> _YOUR OBJECTIVE_: Beginning with the first line of the data below, extract each line up to and including the one containing "box: [289, 764, 750, 837]". Copy them exactly and add nothing.

Collection entries:
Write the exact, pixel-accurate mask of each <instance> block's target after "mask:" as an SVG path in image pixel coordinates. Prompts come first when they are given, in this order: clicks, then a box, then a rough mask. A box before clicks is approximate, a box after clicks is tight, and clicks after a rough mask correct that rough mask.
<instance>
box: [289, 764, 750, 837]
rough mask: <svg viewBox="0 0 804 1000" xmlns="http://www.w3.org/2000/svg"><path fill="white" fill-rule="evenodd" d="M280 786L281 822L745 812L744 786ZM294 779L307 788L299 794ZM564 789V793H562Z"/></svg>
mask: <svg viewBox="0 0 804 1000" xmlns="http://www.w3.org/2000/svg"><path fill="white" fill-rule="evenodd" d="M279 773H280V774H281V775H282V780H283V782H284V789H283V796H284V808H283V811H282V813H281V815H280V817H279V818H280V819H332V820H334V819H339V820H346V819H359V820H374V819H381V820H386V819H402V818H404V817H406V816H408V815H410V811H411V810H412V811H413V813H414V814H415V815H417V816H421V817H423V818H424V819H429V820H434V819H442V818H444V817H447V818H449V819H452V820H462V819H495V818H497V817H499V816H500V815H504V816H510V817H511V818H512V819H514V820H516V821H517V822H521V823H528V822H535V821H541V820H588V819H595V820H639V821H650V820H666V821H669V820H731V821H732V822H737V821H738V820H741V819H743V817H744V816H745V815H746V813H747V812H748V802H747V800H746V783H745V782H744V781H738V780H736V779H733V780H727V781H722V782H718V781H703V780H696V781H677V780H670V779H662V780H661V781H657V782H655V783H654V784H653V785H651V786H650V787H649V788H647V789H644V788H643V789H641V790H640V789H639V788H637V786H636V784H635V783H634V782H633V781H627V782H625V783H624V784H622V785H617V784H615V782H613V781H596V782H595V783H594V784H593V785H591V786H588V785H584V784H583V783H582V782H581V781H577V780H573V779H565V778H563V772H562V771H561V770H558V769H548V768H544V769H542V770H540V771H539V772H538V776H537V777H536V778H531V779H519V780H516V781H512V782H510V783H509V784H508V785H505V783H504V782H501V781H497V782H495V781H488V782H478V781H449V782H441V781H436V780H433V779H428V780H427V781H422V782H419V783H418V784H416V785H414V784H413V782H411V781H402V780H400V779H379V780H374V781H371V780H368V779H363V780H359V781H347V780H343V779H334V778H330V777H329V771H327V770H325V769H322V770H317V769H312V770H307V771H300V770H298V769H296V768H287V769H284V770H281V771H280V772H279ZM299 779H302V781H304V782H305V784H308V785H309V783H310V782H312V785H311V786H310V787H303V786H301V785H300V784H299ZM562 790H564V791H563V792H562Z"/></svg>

> _SOLUTION FOR THIS EXERCISE_:
Write the exact, pixel-accurate mask of each <instance> block's target after "mask:" as an SVG path in image pixel coordinates. Prompts come first when they are given, in this order: clicks, then a box, then a rough mask. A box before clicks is approximate, a box after clicks is tight, and clicks after a rough mask correct that rough mask.
<instance>
box: [289, 764, 750, 837]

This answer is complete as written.